◆ EXERCISE DETAILS: Please transcribe the entries below without changing a single character.

Records from a data collection:
- - - - - - -
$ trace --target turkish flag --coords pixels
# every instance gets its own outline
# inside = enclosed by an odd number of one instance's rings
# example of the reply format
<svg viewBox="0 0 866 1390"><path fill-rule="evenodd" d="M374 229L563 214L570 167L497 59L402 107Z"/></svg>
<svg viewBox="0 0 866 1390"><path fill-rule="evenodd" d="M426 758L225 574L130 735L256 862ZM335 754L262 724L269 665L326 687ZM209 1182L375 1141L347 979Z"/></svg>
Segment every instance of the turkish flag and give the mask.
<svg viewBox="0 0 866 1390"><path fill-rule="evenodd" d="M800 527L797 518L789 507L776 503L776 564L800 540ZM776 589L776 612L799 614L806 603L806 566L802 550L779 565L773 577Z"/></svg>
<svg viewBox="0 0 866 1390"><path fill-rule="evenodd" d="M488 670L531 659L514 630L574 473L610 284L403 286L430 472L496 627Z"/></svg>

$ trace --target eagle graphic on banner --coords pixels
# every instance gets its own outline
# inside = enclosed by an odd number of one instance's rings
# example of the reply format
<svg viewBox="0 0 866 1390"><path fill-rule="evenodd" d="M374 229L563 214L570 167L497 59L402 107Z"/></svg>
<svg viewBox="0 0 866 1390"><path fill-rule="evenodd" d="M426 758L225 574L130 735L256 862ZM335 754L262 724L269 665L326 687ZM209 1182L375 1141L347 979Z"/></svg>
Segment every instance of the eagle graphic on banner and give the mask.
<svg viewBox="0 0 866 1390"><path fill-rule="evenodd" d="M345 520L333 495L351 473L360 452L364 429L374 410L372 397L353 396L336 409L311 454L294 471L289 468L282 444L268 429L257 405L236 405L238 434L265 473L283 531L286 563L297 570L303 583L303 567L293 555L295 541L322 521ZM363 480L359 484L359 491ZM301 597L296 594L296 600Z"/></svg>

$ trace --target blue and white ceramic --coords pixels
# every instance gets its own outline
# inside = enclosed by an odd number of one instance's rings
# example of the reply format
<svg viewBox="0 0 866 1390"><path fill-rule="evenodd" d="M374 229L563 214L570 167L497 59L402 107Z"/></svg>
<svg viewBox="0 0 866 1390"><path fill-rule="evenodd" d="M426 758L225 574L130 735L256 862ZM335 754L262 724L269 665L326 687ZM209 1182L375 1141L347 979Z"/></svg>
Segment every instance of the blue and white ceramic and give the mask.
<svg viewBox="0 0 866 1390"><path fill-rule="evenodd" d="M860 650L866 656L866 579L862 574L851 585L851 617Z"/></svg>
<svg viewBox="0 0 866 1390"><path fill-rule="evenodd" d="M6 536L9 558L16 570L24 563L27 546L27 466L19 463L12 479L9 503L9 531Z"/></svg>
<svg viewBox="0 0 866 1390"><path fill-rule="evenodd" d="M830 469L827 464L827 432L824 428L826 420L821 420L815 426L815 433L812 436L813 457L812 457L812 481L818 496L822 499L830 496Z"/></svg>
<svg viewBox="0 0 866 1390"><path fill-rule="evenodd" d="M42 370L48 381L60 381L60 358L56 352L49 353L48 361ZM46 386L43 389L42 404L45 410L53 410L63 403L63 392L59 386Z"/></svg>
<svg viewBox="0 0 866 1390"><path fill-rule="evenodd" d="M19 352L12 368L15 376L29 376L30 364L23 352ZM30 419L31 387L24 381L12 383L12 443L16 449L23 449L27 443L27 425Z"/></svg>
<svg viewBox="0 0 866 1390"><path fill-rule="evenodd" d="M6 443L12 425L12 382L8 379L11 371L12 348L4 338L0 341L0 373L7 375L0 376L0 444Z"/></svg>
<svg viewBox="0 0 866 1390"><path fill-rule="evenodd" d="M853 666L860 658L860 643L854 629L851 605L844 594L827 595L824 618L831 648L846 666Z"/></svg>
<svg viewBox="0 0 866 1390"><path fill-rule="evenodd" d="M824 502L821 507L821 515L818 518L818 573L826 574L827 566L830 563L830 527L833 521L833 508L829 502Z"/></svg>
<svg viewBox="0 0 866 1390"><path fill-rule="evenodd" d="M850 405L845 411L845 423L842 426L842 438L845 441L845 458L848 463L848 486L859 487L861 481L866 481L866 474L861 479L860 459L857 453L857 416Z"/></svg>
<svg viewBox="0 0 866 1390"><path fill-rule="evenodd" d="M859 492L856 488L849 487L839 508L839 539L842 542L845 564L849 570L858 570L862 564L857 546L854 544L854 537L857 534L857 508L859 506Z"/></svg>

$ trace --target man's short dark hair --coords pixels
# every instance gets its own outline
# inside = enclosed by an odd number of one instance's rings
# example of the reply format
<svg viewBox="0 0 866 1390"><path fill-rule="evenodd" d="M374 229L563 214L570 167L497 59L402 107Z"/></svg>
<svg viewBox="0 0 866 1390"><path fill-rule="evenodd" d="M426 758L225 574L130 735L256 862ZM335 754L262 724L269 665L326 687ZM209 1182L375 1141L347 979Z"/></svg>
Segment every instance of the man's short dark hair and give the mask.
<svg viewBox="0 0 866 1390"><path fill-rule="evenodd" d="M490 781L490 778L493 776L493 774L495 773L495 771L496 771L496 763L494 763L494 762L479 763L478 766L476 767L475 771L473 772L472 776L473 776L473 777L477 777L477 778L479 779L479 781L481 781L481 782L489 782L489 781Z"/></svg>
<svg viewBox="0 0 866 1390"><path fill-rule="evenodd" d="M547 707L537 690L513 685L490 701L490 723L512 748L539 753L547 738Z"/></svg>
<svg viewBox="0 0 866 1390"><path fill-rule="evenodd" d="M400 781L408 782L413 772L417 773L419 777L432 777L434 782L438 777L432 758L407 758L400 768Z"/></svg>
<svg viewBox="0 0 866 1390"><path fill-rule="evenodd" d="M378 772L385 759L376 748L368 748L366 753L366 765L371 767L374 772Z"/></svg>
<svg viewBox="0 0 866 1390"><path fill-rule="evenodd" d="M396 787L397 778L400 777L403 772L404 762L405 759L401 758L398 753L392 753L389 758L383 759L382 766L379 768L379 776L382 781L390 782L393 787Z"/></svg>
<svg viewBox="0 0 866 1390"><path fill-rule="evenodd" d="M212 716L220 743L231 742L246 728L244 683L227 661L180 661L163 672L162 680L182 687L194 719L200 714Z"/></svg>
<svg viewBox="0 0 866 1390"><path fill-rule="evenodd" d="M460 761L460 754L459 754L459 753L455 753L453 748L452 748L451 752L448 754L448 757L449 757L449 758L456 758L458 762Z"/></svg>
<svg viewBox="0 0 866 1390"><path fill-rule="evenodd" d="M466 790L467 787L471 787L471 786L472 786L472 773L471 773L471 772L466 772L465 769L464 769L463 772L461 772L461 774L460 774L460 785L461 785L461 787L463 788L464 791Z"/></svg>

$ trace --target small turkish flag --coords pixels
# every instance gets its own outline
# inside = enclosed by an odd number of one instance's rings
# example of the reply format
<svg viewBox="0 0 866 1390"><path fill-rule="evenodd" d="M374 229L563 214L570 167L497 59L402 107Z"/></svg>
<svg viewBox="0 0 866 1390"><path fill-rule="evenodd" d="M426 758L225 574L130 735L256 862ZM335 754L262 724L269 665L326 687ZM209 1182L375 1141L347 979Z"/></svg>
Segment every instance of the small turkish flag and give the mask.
- - - - - - -
◆ RESULT:
$ trace --target turkish flag --coords pixels
# every instance gets its own outline
# inside = enclosed by an odd number of one instance's rings
# example of the reply format
<svg viewBox="0 0 866 1390"><path fill-rule="evenodd" d="M374 229L563 214L570 167L497 59L402 107Z"/></svg>
<svg viewBox="0 0 866 1390"><path fill-rule="evenodd" d="M426 758L225 574L130 735L256 862ZM335 754L262 724L269 665L326 687ZM209 1182L375 1141L347 979Z"/></svg>
Segment every instance of the turkish flag and give the mask.
<svg viewBox="0 0 866 1390"><path fill-rule="evenodd" d="M800 527L797 518L789 507L776 503L776 564L800 540ZM776 589L776 612L799 614L806 603L806 566L802 550L779 565L773 577Z"/></svg>
<svg viewBox="0 0 866 1390"><path fill-rule="evenodd" d="M488 670L531 659L514 630L574 473L610 284L403 286L430 472L496 627Z"/></svg>

$ trace --target eagle graphic on banner --coords pixels
# every instance gets its own outline
# inside = enclosed by an odd number of one instance's rings
# example of the reply format
<svg viewBox="0 0 866 1390"><path fill-rule="evenodd" d="M374 229L563 214L570 167L497 59L402 107Z"/></svg>
<svg viewBox="0 0 866 1390"><path fill-rule="evenodd" d="M426 758L225 574L130 735L256 862ZM335 754L262 724L269 665L326 687ZM209 1182L375 1141L347 979Z"/></svg>
Segment every instance of the eagle graphic on banner and give the mask.
<svg viewBox="0 0 866 1390"><path fill-rule="evenodd" d="M345 520L333 495L351 473L360 452L364 429L374 410L372 397L353 396L336 409L311 454L294 471L289 468L282 444L268 429L257 405L236 405L238 434L265 473L283 531L286 563L297 570L303 583L303 567L293 555L295 541L322 521ZM363 480L359 484L359 491ZM301 597L296 594L296 600Z"/></svg>

$ trace --target blue and white ceramic --coords pixels
# every instance gets its own outline
# inside = enclosed by an odd number of one instance's rings
# example of the reply format
<svg viewBox="0 0 866 1390"><path fill-rule="evenodd" d="M374 229L563 214L570 167L497 59L402 107Z"/></svg>
<svg viewBox="0 0 866 1390"><path fill-rule="evenodd" d="M426 758L225 574L130 735L256 862ZM335 754L262 724L269 665L326 687ZM209 1182L375 1141L347 979Z"/></svg>
Segment every instance of the blue and white ceramic and give the mask.
<svg viewBox="0 0 866 1390"><path fill-rule="evenodd" d="M860 650L866 656L866 579L862 574L851 585L851 617Z"/></svg>
<svg viewBox="0 0 866 1390"><path fill-rule="evenodd" d="M6 536L9 558L16 570L24 563L27 546L27 466L19 463L12 479L9 503L9 531Z"/></svg>
<svg viewBox="0 0 866 1390"><path fill-rule="evenodd" d="M830 469L827 464L827 432L824 428L826 420L821 420L815 426L815 433L812 436L813 457L812 457L812 481L818 496L822 499L830 496Z"/></svg>
<svg viewBox="0 0 866 1390"><path fill-rule="evenodd" d="M42 370L48 381L60 381L60 358L56 352L49 353L48 361ZM46 386L43 389L42 404L45 410L53 410L63 403L63 392L59 386Z"/></svg>
<svg viewBox="0 0 866 1390"><path fill-rule="evenodd" d="M19 352L12 368L15 376L29 376L30 364L23 352ZM30 419L31 387L24 381L12 383L12 443L16 449L23 449L27 443L27 425Z"/></svg>
<svg viewBox="0 0 866 1390"><path fill-rule="evenodd" d="M6 443L12 425L12 382L8 379L11 371L12 348L4 338L0 341L0 373L7 375L0 376L0 444Z"/></svg>
<svg viewBox="0 0 866 1390"><path fill-rule="evenodd" d="M853 666L860 658L860 643L854 629L851 605L844 594L827 595L824 618L831 648L846 666Z"/></svg>
<svg viewBox="0 0 866 1390"><path fill-rule="evenodd" d="M824 502L821 507L821 515L818 518L818 573L826 574L827 566L830 563L830 527L833 521L833 508L829 502Z"/></svg>
<svg viewBox="0 0 866 1390"><path fill-rule="evenodd" d="M850 405L845 411L845 423L842 426L842 438L845 441L845 458L848 463L848 486L859 487L861 481L866 481L866 474L861 479L860 459L857 453L857 416Z"/></svg>
<svg viewBox="0 0 866 1390"><path fill-rule="evenodd" d="M859 492L856 488L849 487L839 508L839 539L842 542L845 564L849 570L858 570L862 564L857 546L854 544L854 537L857 534L857 508L859 506Z"/></svg>

$ trace --target man's short dark hair --coords pixels
# every instance gets its own outline
# inside = enclosed by an odd number of one instance's rings
# example of the reply format
<svg viewBox="0 0 866 1390"><path fill-rule="evenodd" d="M374 229L563 214L570 167L497 59L402 107Z"/></svg>
<svg viewBox="0 0 866 1390"><path fill-rule="evenodd" d="M426 758L225 574L130 735L256 862ZM335 754L262 724L269 665L326 687ZM209 1182L375 1141L347 979Z"/></svg>
Segment every instance of the man's short dark hair and give the mask.
<svg viewBox="0 0 866 1390"><path fill-rule="evenodd" d="M490 781L490 778L493 776L493 774L495 773L495 771L496 771L496 763L494 763L494 762L479 763L478 766L476 767L475 771L473 772L472 776L473 776L473 777L477 777L477 778L479 779L479 781L481 781L481 782L489 782L489 781Z"/></svg>
<svg viewBox="0 0 866 1390"><path fill-rule="evenodd" d="M547 707L537 690L513 685L490 701L490 723L512 748L539 753L547 738Z"/></svg>
<svg viewBox="0 0 866 1390"><path fill-rule="evenodd" d="M400 781L408 782L413 772L417 773L419 777L432 777L434 782L438 777L432 758L407 758L400 768Z"/></svg>
<svg viewBox="0 0 866 1390"><path fill-rule="evenodd" d="M378 772L385 759L376 748L368 748L366 753L366 765L371 767L374 772Z"/></svg>
<svg viewBox="0 0 866 1390"><path fill-rule="evenodd" d="M396 787L397 778L400 777L403 772L404 762L405 759L401 758L398 753L392 753L389 758L383 759L382 766L379 768L379 776L382 781L390 782L393 787Z"/></svg>
<svg viewBox="0 0 866 1390"><path fill-rule="evenodd" d="M212 716L220 743L231 742L246 728L244 683L227 661L180 661L163 672L162 680L182 687L194 719L200 714Z"/></svg>
<svg viewBox="0 0 866 1390"><path fill-rule="evenodd" d="M460 761L460 754L459 754L459 753L455 753L453 748L452 748L451 752L448 754L448 757L449 757L449 758L456 758L458 762Z"/></svg>
<svg viewBox="0 0 866 1390"><path fill-rule="evenodd" d="M466 790L467 787L471 787L471 786L472 786L472 773L471 773L471 772L466 772L465 769L464 769L463 772L461 772L461 774L460 774L460 785L461 785L461 787L463 788L464 791Z"/></svg>

$ trace --target small turkish flag --coords pixels
# every instance gets its own outline
# inside = enclosed by an odd number of one instance's rings
# example of the reply format
<svg viewBox="0 0 866 1390"><path fill-rule="evenodd" d="M374 229L563 214L570 167L497 59L402 107Z"/></svg>
<svg viewBox="0 0 866 1390"><path fill-rule="evenodd" d="M426 758L225 574L130 735L256 862ZM335 754L262 724L269 665L326 687ZM209 1182L375 1141L347 979Z"/></svg>
Segment every instance of the small turkish flag and give the mask.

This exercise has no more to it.